- Input data
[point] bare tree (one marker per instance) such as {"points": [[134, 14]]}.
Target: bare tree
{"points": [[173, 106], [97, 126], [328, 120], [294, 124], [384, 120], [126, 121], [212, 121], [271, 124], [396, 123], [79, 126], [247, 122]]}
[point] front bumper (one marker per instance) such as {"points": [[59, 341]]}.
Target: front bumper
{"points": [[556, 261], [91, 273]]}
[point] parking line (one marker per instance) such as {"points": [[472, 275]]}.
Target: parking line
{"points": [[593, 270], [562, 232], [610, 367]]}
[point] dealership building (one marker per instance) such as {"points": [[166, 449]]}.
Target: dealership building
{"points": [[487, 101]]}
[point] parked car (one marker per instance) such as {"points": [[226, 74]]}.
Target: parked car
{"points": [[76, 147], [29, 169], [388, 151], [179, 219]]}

- What you need to do
Format every line above as a JSON list of strings, with one string per line and blank lines omitted.

- Final result
[
  "[point] bare tree (one marker per instance) such as {\"points\": [[134, 14]]}.",
  "Target: bare tree",
  "{\"points\": [[173, 106], [97, 126], [328, 120], [294, 124], [384, 120], [126, 121], [212, 121], [271, 124], [396, 123], [79, 126], [247, 122]]}",
  "[point] front bumper (one marker per instance) such as {\"points\": [[59, 341]]}.",
  "Target: front bumper",
  "{\"points\": [[556, 261], [91, 273]]}",
  "[point] parking line (one marker per instance) such as {\"points\": [[472, 275]]}.",
  "Target: parking line",
  "{\"points\": [[593, 270], [562, 232], [610, 367]]}",
  "[point] dealership building (one marker per instance) such as {\"points\": [[166, 449]]}.",
  "Target: dealership building",
  "{\"points\": [[487, 101]]}",
  "[point] parked car (one marker per instance) such as {\"points\": [[226, 74]]}.",
  "Target: parked car",
  "{\"points\": [[76, 147], [29, 169], [388, 151], [179, 219]]}"
]